WORK INSTRUCTIONS: Give every line below again, exactly.

Start of RECORDS TO USE

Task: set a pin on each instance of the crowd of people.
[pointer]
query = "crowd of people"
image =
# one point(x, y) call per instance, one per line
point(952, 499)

End of RECORDS TO USE

FINISHED TASK:
Task: set a pin on each instance of the crowd of people.
[pointer]
query = "crowd of people"
image =
# one point(x, y) call per instance, one per line
point(952, 499)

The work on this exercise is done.